(Point annotation dataset records)
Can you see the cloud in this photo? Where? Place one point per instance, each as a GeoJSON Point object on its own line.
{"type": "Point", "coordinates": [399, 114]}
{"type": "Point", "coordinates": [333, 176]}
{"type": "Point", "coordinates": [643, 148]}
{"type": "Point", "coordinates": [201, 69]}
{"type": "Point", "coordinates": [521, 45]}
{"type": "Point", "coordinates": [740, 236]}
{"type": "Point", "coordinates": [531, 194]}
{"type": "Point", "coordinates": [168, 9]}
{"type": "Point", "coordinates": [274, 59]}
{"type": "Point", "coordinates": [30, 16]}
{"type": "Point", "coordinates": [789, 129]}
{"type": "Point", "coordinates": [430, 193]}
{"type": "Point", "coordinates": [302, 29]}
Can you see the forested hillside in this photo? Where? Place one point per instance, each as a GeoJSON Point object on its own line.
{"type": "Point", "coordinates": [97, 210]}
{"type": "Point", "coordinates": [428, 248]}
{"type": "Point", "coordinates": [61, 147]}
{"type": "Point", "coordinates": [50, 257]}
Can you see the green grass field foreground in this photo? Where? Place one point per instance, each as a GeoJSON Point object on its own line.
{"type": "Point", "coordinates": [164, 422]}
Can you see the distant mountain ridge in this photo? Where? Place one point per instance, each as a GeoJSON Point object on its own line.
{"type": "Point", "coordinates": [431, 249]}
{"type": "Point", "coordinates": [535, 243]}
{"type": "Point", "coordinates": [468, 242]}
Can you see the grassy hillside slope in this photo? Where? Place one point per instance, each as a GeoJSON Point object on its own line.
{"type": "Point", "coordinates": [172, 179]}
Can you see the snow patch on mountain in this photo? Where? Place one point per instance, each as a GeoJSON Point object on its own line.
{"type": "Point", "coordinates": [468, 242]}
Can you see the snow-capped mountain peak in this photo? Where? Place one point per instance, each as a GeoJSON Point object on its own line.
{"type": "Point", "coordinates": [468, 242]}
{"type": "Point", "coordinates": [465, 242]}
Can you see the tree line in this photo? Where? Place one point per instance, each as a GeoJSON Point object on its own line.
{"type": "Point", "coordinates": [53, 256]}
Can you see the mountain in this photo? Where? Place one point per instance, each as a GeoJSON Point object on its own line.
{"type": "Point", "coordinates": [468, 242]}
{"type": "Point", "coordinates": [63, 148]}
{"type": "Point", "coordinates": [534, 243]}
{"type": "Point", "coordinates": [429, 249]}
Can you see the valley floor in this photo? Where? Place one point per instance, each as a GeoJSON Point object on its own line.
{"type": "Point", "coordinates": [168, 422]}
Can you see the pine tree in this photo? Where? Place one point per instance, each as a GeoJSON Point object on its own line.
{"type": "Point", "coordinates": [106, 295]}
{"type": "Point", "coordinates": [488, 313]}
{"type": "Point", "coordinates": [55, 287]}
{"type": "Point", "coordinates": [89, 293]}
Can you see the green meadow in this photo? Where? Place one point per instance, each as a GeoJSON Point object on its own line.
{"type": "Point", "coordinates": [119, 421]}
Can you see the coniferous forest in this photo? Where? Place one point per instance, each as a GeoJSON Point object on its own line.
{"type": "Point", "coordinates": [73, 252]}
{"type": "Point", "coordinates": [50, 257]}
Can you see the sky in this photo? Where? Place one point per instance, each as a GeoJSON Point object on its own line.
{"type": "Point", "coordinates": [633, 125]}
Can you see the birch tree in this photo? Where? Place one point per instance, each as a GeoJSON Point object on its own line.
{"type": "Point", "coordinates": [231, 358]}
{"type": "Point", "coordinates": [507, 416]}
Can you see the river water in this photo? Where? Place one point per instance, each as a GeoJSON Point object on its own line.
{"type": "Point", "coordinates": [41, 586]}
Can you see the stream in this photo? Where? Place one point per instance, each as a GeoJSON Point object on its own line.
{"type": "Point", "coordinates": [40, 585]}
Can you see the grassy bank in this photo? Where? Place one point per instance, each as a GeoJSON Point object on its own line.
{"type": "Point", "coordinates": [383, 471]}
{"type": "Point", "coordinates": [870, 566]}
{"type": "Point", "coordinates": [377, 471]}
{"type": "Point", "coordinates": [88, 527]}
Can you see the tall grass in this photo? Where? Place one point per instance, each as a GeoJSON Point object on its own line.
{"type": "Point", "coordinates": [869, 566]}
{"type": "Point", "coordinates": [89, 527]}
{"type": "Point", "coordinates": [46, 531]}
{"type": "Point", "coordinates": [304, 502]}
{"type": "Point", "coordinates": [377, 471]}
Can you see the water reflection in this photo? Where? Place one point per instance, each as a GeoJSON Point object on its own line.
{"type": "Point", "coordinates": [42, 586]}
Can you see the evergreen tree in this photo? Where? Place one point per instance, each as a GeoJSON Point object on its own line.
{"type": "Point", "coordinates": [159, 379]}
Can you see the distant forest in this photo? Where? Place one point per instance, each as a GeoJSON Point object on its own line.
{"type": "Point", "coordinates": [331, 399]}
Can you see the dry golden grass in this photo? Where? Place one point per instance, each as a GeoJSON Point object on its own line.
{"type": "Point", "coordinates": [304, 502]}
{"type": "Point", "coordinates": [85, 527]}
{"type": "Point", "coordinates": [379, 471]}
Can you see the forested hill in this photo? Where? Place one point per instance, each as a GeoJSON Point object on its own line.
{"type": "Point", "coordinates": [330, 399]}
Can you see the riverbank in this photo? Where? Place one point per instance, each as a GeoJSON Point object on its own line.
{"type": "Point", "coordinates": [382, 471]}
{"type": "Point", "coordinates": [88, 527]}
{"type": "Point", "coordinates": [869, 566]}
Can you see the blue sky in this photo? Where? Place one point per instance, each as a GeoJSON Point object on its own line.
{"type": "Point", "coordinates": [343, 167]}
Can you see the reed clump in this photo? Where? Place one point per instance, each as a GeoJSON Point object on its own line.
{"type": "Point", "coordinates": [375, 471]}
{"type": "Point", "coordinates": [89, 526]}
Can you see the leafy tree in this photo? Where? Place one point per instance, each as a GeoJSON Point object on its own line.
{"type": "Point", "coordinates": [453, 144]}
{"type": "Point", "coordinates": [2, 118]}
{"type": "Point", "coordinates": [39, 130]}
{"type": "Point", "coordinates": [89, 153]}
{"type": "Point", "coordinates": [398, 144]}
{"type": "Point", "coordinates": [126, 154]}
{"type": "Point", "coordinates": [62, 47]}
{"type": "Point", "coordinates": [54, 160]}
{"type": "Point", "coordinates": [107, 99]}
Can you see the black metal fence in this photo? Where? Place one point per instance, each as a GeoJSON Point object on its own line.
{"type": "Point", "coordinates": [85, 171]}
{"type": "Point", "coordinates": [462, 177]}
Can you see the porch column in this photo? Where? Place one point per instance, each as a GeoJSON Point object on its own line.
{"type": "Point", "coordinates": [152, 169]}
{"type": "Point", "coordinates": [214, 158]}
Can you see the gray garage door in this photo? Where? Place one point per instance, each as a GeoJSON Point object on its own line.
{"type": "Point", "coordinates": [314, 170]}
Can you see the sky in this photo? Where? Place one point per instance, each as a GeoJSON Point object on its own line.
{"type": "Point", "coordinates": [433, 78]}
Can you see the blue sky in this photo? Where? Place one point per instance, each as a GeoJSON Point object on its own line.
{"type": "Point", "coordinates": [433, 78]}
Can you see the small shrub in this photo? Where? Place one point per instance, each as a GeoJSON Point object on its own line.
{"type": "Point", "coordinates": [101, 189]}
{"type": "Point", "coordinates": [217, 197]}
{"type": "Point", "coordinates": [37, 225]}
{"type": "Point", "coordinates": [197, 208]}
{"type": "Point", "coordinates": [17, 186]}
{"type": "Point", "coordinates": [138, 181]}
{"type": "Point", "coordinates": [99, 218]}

**What the task asks:**
Every entry should be printed again exactly as it stands.

**Written solution:**
Can you see the cloud in this photo? Where? Place one point per instance, each as a GeoJSON Point object on its own line.
{"type": "Point", "coordinates": [399, 114]}
{"type": "Point", "coordinates": [333, 176]}
{"type": "Point", "coordinates": [643, 148]}
{"type": "Point", "coordinates": [201, 69]}
{"type": "Point", "coordinates": [521, 45]}
{"type": "Point", "coordinates": [740, 236]}
{"type": "Point", "coordinates": [531, 194]}
{"type": "Point", "coordinates": [168, 9]}
{"type": "Point", "coordinates": [274, 59]}
{"type": "Point", "coordinates": [30, 16]}
{"type": "Point", "coordinates": [789, 129]}
{"type": "Point", "coordinates": [430, 193]}
{"type": "Point", "coordinates": [302, 29]}
Can you see the forested hillside in this photo? Where? Place one point per instance, each as a GeoJSON Point object on its own line.
{"type": "Point", "coordinates": [97, 210]}
{"type": "Point", "coordinates": [428, 248]}
{"type": "Point", "coordinates": [61, 147]}
{"type": "Point", "coordinates": [50, 257]}
Can you see the green grass field foreground in this photo? Where? Place one point per instance, each as a GeoJSON Point object on its own line.
{"type": "Point", "coordinates": [164, 422]}
Can you see the distant mountain ridge in this photo? Where? Place one point per instance, each as a GeoJSON Point object on its own line.
{"type": "Point", "coordinates": [431, 249]}
{"type": "Point", "coordinates": [535, 243]}
{"type": "Point", "coordinates": [468, 242]}
Can you see the grassy hillside slope in this photo? Where? Place one point per instance, each as a GeoJSON Point object on its own line.
{"type": "Point", "coordinates": [172, 179]}
Can you see the snow patch on mountain in this photo? Where? Place one point per instance, each as a GeoJSON Point object on its own line.
{"type": "Point", "coordinates": [468, 242]}
Can you see the snow-capped mountain peak in this photo? Where? Place one point per instance, each as a GeoJSON Point object on its own line.
{"type": "Point", "coordinates": [468, 242]}
{"type": "Point", "coordinates": [465, 242]}
Can you see the tree line in this photo? Where? Place one point per instance, each as a GeoJSON Point object on its own line.
{"type": "Point", "coordinates": [53, 256]}
Can you see the mountain in this photo? Where? Place one point per instance, each as a GeoJSON Point object on its own line.
{"type": "Point", "coordinates": [468, 242]}
{"type": "Point", "coordinates": [63, 148]}
{"type": "Point", "coordinates": [534, 243]}
{"type": "Point", "coordinates": [429, 249]}
Can you see the valley floor in this photo? Where? Place one point per instance, each as a GeoJSON Point object on its own line.
{"type": "Point", "coordinates": [168, 422]}
Can you see the pine tree in this photo? Where? Place one point per instance, each as a GeoJSON Point object on its own line.
{"type": "Point", "coordinates": [106, 295]}
{"type": "Point", "coordinates": [488, 313]}
{"type": "Point", "coordinates": [55, 287]}
{"type": "Point", "coordinates": [89, 293]}
Can you see the green meadow in this photo? Where? Place one point per instance, each as a GeoJSON Point object on its own line.
{"type": "Point", "coordinates": [119, 421]}
Can you see the coniferous forest in this photo? Where? Place one point per instance, each as a GeoJSON Point object on its own line.
{"type": "Point", "coordinates": [73, 252]}
{"type": "Point", "coordinates": [50, 257]}
Can you see the sky in this photo? Where? Place one point per instance, each as a GeoJSON Point object on its own line.
{"type": "Point", "coordinates": [633, 125]}
Can you see the birch tree in this photo? Where? Place one point per instance, each as a GeoJSON Point object on its own line.
{"type": "Point", "coordinates": [231, 358]}
{"type": "Point", "coordinates": [507, 416]}
Can you see the river water in this photo? Where? Place one point per instance, each as a GeoJSON Point object on its own line.
{"type": "Point", "coordinates": [41, 586]}
Can you see the stream in this photo? Where? Place one point per instance, each as a GeoJSON Point object on its own line.
{"type": "Point", "coordinates": [40, 585]}
Can you see the grassy bank in this photo? Where? Place one point per instance, each as a GeoJSON Point object on its own line.
{"type": "Point", "coordinates": [383, 471]}
{"type": "Point", "coordinates": [870, 566]}
{"type": "Point", "coordinates": [377, 471]}
{"type": "Point", "coordinates": [88, 527]}
Can you see the tall grass in this photo? Where? Place one point per instance, each as a GeoJSON Point object on its own line.
{"type": "Point", "coordinates": [869, 566]}
{"type": "Point", "coordinates": [89, 527]}
{"type": "Point", "coordinates": [46, 531]}
{"type": "Point", "coordinates": [304, 502]}
{"type": "Point", "coordinates": [377, 471]}
Can you see the water reflection in this photo? Where? Place one point per instance, each as a GeoJSON Point object on its own line.
{"type": "Point", "coordinates": [42, 586]}
Can you see the evergreen tree in this photo? Where? Place one point per instance, each as a GeoJSON Point object on its own line.
{"type": "Point", "coordinates": [159, 379]}
Can you see the distant forest in this photo? Where? Place one point per instance, each as a GeoJSON Point object on its own line.
{"type": "Point", "coordinates": [331, 399]}
Can you see the dry golden grass in this photo? Where? Place one point per instance, each as a GeoJSON Point object on its own line.
{"type": "Point", "coordinates": [304, 502]}
{"type": "Point", "coordinates": [85, 527]}
{"type": "Point", "coordinates": [379, 471]}
Can you see the forested hill in this photo? Where? Place one point per instance, each as a GeoJSON Point object on its own line.
{"type": "Point", "coordinates": [330, 399]}
Can you see the riverbank in this photo? Where? Place one point per instance, each as a GeoJSON Point object on its own line.
{"type": "Point", "coordinates": [382, 471]}
{"type": "Point", "coordinates": [88, 527]}
{"type": "Point", "coordinates": [869, 566]}
Can you see the blue sky in this photo? Where? Place one point per instance, each as a GeoJSON Point object on its own line.
{"type": "Point", "coordinates": [343, 167]}
Can you see the reed clump in this photo? Where? Place one point per instance, each as a GeoJSON Point object on its own line.
{"type": "Point", "coordinates": [375, 471]}
{"type": "Point", "coordinates": [89, 526]}
Can you see the leafy tree in this photo? Where? Place one point per instance, each as a GeoJSON Point object on its own line.
{"type": "Point", "coordinates": [453, 144]}
{"type": "Point", "coordinates": [2, 118]}
{"type": "Point", "coordinates": [39, 130]}
{"type": "Point", "coordinates": [89, 153]}
{"type": "Point", "coordinates": [398, 144]}
{"type": "Point", "coordinates": [126, 154]}
{"type": "Point", "coordinates": [62, 47]}
{"type": "Point", "coordinates": [54, 160]}
{"type": "Point", "coordinates": [107, 99]}
Can you see the black metal fence in this photo? Where? Place one point per instance, each as a GeoJSON Point object on its own line.
{"type": "Point", "coordinates": [85, 171]}
{"type": "Point", "coordinates": [462, 177]}
Can you see the porch column in this photo? Where? Place one point per instance, each as a GeoJSON Point object on its own line.
{"type": "Point", "coordinates": [152, 169]}
{"type": "Point", "coordinates": [214, 158]}
Can you see the gray garage door in this photo? Where? Place one point per instance, each as a GeoJSON Point object on its own line.
{"type": "Point", "coordinates": [314, 170]}
Can you see the sky in this photo? Where? Place one point per instance, each as a GeoJSON Point object on its own line.
{"type": "Point", "coordinates": [433, 78]}
Can you see the blue sky in this photo? Where? Place one point per instance, each as a GeoJSON Point object on its own line.
{"type": "Point", "coordinates": [433, 78]}
Can you see the small shrub in this photo? Where? Place one point per instance, each as a GeoJSON Point object on its own line.
{"type": "Point", "coordinates": [101, 189]}
{"type": "Point", "coordinates": [217, 197]}
{"type": "Point", "coordinates": [37, 225]}
{"type": "Point", "coordinates": [197, 208]}
{"type": "Point", "coordinates": [17, 186]}
{"type": "Point", "coordinates": [138, 181]}
{"type": "Point", "coordinates": [99, 218]}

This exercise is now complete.